§ FRAGEN ZUM MATERIAL:
[1] Welcher Laut in der Widerspruchsmarke fällt dem Verkehr nach Ansicht der Markeninhaberin im Text zur Markenbeschwerde stärker auf als das „N“ der jüngeren Marke?
[2] Schreiben Sie den Text zur Markenbeschwerde im Anschluss an seinen letzten Satz weiter.

§ BEREITGESTELLTER TEXT:
---
Gegen diesen Beschluss richtet sich die Beschwerde der Markeninhaberin, mit der sie die Aufhebung des angefochtenen Beschlusses anstrebt. Sie beschränkt zunächst das Waren- und Dienstleistungsverzeichnis der angegriffenen Marke durch den Zusatz "sämtliche vorstehenden Waren und Dienstleistungen ausschließlich für und in Verbindung mit Waren und Dienstleistungen der Bildverarbeitung, insbesondere Videoübertragung und -speicherung". Ausgehend hiervon ist sie der Ansicht, dass die Warenähnlichkeit nunmehr geringer als zum Zeitpunkt der Beschlussfassung des Patentamtes sei. Dabei müsse die Diversifizierung des Software-Marktes berücksichtigt werden. Wegen der unübersehbaren Flut von Produkten und Marken auf dem Bereich der digitalen Bildverarbeitung achteten die angesprochenen Verkehrskreise bereits auf kleine Markenunterschiede; wegen des eingeschränkten Warenverzeichnisses sei zudem von einem Fachpublikum auszugehen. Die Marken seien auch nicht in dem Maße, wie dies die Markenstelle angenommen habe, ähnlich. Denn der noch zur Anfangssilbe zu rechnende Sprenglaut "C" in der Widerspruchsmarke, der im Deutschen wie "K" gesprochen werde, falle dem Verkehr stärker auf als der weiche Summkonsonant "N" in der jüngeren Marke. Zudem werde in dieser durch die zweifache Verwendung des Buchstaben "S" eine Assoziation an Begriffe wie Synthesis, Antithesis hervorgerufen, die auch in der Erinnerung haften bleibe. Diese Doppelverwendung finde in der älteren Marke keine Entsprechung und sei auch nicht zu überhören. Vor dem Hintergrund ausgesprochener Spezialwaren und der gesteigerten Aufmerksamkeit der beteiligten Verkehrskreise wahre daher die angegriffene Marke den erforderlichen Abstand zur Widerspruchsmarke. Gleiches gelte auch in schriftbildlicher Hinsicht. Eine begriffliche Verwechslungsgefahr scheide ohnehin aus.
---
§ DIE DATEN:
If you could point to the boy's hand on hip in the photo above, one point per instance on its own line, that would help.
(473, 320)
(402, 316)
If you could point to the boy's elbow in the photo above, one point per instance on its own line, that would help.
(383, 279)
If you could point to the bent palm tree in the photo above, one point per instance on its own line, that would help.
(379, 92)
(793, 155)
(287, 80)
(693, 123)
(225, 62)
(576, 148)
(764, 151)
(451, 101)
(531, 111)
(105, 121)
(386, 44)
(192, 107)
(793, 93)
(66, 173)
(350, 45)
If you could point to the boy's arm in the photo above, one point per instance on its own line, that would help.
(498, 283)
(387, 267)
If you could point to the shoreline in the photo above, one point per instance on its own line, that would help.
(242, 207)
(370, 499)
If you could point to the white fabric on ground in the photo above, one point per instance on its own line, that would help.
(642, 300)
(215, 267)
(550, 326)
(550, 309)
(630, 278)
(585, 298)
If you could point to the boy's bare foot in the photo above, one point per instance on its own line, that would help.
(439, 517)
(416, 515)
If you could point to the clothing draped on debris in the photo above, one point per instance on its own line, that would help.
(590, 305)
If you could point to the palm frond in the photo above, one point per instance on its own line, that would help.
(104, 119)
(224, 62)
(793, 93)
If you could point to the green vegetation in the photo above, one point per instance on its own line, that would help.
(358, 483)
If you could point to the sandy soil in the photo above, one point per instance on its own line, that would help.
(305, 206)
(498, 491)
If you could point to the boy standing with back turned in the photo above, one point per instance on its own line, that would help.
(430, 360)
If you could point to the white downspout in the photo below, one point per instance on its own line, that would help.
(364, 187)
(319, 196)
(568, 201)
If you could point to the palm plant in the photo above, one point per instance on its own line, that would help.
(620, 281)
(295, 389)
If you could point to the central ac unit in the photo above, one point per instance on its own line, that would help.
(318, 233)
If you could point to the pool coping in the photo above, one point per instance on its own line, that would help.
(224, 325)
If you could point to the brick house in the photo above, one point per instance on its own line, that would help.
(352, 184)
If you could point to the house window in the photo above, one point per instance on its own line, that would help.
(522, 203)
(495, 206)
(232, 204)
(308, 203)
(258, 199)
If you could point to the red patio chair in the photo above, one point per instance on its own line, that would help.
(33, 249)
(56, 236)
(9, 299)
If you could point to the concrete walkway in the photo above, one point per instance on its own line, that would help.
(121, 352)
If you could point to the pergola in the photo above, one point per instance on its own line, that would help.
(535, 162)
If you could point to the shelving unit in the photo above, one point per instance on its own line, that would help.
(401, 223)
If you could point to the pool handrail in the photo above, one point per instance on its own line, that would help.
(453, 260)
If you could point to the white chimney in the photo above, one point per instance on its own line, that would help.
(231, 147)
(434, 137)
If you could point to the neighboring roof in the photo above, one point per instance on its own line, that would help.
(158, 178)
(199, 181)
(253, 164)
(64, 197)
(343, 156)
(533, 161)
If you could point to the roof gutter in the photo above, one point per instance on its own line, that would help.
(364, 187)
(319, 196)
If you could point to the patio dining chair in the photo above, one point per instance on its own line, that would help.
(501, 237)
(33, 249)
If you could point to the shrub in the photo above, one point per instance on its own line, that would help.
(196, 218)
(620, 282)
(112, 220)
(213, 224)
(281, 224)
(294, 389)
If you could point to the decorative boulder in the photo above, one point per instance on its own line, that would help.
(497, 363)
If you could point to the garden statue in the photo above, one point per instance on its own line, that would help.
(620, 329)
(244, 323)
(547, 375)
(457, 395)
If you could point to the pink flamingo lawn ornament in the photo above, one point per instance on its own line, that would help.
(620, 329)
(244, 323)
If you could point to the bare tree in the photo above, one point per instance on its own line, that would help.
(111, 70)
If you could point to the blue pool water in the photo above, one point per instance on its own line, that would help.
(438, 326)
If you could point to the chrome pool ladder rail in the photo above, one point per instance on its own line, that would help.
---
§ ANTWORTEN:
[1] Der Sprenglaut „C“, der im Deutschen wie „K“ gesprochen wird.

[2]
Die Beschwerdegegnerin ist dem entgegengetreten. Trotz der Einschränkung des Warenverzeichnisses bestehe zwischen den jeweils beanspruchten Waren noch eine erhebliche Warenähnlichkeit. Denn auch das spezielle Marktsegment, auf welches sich die Markeninhaberin jetzt beschränke, werde vom Schutzbereich der Widerspruchsmarke umfasst. Dem Verkehr sei es entgegen der Ansicht der Beschwerdeführerin nicht möglich, die auf diesem Marktsegment vorhandenen Produkte zu unterscheiden. Es bestehe auch eine hochgradige Zeichenähnlichkeit. Denn beide Marken seien hinsichtlich des identischen Anfangsvokals, der Vokalfolge, der Anordnung von Vokalen und Konsonanten, der Buchstabenzahl, der Silbenzahl und der Wortmelodie identisch. Die von der Markeninhaberin aufgezeigten Unterscheide seien demgegenüber nicht ausreichend, um die große klangliche und schriftbildliche Ähnlichkeit der sich gegenüberstehenden Marken zu beseitigen. Denn der Verkehr habe in der Regel nicht die Möglichkeit, die Zeichen unmittelbar zu vergleichen, sondern müsse sich auf das unvollkommene Bild in seinem Gedächtnis verlassen; dabei achte er stärker auf die Übereinstimmungen als die Unterschiede. Die jüngere Marke sei daher wie von der Markenstelle angeordnet zu löschen.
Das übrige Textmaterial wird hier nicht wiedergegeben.